*What is required*: Copy each of the rows below word for word, leaving out the pictures.

*Material to process*:
start

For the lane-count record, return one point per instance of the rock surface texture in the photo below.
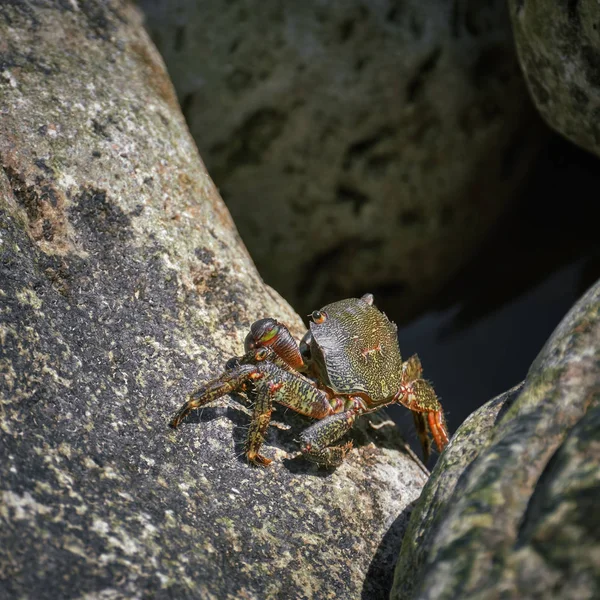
(559, 50)
(510, 510)
(123, 283)
(360, 146)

end

*Result*:
For the lane-count record, return one point per instance of the rock surface texture in the photo below.
(559, 50)
(510, 510)
(123, 283)
(360, 146)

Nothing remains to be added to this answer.